Required action |
Condense the paragraph in the nursing recollection that begins "I had a lot of experiences" into a bulleted list that keeps its main facts.

Selected passage |
- Opening Delimiter -

PB: I had a lot of experiences, and you have to be so careful. Like, as one becomes more experienced, you get to give medication to the patient, the head nurse would measure out the medicine, then you're assigned to give it to the patients. But you got to be very, very careful, because you can give the wrong medication to the wrong patient. And you learn a lot, because you see patients of all different kinds. I saw people with cancer, and at that time, I didn't know what cancer was, and I thought, oh, something that would happen to maybe very, very few people. And cancer, you know, is a terminal disease. So I used to worry about people that had cancer, and then there were people in there that, having a change of life, and they get hallucinations. There was one woman in there, she kept saying there was horses up in the ceiling. And then there were people that I would give alcohol rub, and they would look forward to that, because that was something little extra, and lying in bed, you give 'em an alcohol rub, and it's really a very pleasant feeling, 'cause I've had that done for me, and they'd look forward to that. And I saw people that had tubes, just hooked up to all kinds of tubes, and under the bed, draining into jars, and I took care of my sister. She had surgery when she was in Tule, and I had to administer oxygen to her, which I thought at the time was something really important, but now, I find that oxygen is just, giving a little oxygen, but at the time, I thought, with this oxygen tank sitting next to her bed and everything, and you had to turn it on. And I thought that was quite a thing, but really, oxygen is nothing.

- Closing Delimiter -

Information shown |

- Opening Delimiter -

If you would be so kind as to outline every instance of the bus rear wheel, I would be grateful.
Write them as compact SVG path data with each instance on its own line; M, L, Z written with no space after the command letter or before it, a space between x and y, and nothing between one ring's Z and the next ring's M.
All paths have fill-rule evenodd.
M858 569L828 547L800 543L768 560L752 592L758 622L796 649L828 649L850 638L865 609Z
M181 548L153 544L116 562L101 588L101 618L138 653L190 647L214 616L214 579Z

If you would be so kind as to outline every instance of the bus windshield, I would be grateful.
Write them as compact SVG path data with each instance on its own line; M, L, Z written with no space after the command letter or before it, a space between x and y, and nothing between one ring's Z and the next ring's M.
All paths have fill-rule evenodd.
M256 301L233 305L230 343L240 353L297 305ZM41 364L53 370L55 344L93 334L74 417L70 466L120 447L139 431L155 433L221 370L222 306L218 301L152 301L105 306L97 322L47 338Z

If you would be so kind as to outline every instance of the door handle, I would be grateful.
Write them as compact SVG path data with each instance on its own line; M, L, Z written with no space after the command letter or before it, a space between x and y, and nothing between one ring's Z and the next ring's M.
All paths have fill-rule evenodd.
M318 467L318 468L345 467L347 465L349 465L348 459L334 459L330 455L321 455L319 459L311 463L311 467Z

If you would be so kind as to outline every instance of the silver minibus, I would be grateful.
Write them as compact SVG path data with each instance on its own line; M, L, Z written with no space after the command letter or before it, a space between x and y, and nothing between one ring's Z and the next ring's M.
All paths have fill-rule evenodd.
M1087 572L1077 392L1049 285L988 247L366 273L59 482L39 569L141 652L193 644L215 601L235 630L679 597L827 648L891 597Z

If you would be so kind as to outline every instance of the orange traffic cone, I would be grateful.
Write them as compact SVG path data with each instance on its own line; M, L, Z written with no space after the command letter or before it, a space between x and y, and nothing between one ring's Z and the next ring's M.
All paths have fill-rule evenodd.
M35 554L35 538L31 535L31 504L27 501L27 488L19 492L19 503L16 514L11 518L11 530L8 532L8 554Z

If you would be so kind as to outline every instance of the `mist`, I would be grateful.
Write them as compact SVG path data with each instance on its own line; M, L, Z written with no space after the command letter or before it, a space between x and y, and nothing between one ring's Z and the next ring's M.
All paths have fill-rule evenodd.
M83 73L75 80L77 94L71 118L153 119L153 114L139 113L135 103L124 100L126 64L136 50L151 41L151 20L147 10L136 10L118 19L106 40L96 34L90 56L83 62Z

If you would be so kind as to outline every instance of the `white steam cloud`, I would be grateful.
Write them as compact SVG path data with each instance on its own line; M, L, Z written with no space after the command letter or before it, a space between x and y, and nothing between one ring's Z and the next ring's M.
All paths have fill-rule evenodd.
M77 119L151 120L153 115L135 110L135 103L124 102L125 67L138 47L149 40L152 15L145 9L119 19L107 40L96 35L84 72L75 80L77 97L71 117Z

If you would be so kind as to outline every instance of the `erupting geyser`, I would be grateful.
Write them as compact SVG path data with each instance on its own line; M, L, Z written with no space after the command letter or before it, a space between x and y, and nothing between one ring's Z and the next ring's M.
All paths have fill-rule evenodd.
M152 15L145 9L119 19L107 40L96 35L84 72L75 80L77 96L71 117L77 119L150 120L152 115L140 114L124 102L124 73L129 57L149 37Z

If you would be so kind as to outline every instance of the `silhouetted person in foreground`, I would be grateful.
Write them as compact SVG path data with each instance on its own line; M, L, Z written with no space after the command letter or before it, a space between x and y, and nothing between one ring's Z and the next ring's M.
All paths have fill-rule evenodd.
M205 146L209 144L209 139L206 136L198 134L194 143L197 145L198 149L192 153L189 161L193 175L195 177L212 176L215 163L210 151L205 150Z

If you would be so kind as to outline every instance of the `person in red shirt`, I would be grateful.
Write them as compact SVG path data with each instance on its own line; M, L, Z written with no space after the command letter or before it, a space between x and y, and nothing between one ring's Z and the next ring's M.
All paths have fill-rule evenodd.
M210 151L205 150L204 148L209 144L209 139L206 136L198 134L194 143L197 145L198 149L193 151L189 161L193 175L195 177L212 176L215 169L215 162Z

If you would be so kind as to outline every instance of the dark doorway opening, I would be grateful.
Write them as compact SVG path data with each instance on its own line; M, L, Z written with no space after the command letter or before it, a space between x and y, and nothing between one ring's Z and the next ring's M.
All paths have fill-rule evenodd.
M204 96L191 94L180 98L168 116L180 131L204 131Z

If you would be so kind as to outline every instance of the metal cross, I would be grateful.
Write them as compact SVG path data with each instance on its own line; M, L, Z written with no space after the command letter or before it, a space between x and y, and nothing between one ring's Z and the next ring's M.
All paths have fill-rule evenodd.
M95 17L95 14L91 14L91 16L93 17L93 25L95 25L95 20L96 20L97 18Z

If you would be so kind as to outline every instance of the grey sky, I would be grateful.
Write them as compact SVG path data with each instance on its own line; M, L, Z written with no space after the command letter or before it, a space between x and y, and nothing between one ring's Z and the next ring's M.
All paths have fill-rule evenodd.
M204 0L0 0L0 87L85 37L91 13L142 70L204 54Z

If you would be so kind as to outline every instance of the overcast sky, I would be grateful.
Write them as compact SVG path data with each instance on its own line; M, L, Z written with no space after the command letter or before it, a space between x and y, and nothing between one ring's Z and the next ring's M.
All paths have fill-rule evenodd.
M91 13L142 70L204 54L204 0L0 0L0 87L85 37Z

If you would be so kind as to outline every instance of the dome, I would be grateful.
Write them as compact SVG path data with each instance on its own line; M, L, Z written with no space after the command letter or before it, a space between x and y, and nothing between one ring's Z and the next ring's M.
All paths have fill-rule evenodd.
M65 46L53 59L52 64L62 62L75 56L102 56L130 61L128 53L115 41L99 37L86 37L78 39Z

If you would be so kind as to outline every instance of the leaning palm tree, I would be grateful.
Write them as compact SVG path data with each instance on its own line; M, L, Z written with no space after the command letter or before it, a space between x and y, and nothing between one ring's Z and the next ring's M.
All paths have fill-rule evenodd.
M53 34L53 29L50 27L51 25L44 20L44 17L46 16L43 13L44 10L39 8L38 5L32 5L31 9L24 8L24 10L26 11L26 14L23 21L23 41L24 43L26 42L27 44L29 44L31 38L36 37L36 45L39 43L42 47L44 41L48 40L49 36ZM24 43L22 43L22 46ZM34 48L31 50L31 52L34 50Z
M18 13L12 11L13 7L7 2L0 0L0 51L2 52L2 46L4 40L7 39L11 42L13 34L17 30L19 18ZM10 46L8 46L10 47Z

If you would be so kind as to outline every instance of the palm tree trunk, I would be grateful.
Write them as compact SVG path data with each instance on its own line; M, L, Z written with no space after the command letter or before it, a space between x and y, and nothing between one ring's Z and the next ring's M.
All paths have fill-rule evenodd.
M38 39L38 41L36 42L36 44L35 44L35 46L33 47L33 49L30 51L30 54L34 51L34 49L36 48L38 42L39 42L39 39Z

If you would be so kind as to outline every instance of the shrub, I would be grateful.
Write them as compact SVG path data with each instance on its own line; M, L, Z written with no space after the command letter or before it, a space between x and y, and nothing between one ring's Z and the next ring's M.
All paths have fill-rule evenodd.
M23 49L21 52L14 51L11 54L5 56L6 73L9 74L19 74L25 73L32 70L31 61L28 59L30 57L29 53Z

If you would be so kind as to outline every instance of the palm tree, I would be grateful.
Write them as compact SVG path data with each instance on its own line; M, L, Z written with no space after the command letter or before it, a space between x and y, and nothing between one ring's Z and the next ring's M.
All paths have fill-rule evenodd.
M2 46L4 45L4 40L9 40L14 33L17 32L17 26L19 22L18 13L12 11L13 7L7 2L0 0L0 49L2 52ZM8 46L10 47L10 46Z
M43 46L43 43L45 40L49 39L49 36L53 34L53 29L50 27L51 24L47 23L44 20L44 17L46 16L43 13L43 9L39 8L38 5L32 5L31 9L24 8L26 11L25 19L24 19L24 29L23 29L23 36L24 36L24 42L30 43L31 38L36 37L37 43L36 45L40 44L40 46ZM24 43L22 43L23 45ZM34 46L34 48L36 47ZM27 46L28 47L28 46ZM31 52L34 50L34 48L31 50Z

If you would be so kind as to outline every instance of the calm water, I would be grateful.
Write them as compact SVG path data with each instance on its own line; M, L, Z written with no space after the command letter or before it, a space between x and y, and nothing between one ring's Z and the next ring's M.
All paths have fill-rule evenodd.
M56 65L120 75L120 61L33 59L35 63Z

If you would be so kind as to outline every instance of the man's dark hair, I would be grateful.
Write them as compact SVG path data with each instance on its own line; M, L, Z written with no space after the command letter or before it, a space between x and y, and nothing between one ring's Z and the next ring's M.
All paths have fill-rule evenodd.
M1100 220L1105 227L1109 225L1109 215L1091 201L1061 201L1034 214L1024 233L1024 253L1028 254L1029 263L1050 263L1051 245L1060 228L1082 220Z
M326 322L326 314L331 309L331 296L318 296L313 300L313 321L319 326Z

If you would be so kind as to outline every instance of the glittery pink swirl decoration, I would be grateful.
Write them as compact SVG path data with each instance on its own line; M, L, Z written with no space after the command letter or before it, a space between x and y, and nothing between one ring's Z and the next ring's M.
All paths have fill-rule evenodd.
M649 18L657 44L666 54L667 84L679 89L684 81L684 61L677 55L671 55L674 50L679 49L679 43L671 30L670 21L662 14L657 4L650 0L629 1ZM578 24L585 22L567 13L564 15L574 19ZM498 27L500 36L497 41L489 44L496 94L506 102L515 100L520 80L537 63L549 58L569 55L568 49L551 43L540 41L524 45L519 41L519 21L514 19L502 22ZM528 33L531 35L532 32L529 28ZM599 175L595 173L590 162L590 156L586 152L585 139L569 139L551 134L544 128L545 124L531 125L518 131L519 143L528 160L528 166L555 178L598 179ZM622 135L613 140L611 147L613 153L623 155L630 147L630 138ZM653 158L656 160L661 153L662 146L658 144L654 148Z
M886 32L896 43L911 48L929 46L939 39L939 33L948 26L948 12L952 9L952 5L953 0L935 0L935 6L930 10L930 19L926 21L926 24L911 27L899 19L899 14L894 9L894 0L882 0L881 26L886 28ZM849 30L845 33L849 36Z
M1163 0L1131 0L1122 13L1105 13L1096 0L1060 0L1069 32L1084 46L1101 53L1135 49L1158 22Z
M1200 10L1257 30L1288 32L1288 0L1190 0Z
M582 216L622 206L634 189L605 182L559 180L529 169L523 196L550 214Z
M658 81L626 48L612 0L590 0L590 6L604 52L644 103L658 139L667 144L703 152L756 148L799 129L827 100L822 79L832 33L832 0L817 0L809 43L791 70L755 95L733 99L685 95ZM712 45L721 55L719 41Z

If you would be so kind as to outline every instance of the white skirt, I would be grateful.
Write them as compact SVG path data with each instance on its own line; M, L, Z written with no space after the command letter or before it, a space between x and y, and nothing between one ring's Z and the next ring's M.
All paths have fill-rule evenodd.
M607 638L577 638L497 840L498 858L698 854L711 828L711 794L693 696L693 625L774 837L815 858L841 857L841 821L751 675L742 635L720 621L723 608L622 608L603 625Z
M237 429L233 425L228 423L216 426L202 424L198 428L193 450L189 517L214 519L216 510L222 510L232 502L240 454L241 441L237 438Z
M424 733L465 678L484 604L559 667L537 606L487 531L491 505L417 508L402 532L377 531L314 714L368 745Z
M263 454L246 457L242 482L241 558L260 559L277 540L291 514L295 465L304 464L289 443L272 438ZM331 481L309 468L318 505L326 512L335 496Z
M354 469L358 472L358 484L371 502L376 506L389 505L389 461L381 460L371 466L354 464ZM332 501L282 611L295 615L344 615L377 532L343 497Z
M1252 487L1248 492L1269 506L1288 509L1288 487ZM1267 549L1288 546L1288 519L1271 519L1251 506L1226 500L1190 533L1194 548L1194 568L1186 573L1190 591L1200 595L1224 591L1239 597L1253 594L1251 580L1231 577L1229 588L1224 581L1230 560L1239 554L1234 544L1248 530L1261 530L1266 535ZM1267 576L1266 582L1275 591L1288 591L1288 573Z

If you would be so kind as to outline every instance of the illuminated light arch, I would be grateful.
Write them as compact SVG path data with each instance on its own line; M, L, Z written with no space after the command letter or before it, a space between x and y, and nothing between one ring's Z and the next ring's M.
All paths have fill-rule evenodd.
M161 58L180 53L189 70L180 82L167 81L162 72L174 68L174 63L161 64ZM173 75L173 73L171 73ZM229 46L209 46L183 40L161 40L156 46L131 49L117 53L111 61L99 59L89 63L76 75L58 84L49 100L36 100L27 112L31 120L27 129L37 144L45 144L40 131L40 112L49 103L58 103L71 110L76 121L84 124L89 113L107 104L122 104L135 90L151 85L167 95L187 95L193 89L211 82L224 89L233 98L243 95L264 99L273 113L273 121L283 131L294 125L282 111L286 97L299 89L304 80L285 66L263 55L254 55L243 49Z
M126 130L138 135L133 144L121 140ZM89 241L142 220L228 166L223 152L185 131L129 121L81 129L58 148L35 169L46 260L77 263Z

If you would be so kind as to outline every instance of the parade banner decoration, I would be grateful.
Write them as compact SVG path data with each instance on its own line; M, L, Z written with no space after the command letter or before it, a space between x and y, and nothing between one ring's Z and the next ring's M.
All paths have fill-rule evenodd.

- Closing Delimiter -

Written answer |
- The work called for great care.
- With more experience came giving medication: the head nurse measured it out, and the speaker was assigned to give it to patients. Great caution was needed to avoid giving the wrong medication to the wrong patient.
- The speaker learned a lot from seeing all kinds of patients:
  - People with cancer. At the time, the speaker did not know what cancer was and thought it affected very few people. Knowing it was terminal, the speaker worried about these patients.
  - People going through a change of life who had hallucinations. One woman kept saying there were horses up in the ceiling.
  - Patients who looked forward to alcohol rubs, a pleasant extra that the speaker had also received.
  - People hooked up to many tubes draining into jars under the bed.
- The speaker cared for a sister after her surgery in Tule and gave her oxygen from a tank beside the bed. This seemed very important then, but the speaker now sees giving a little oxygen as nothing much.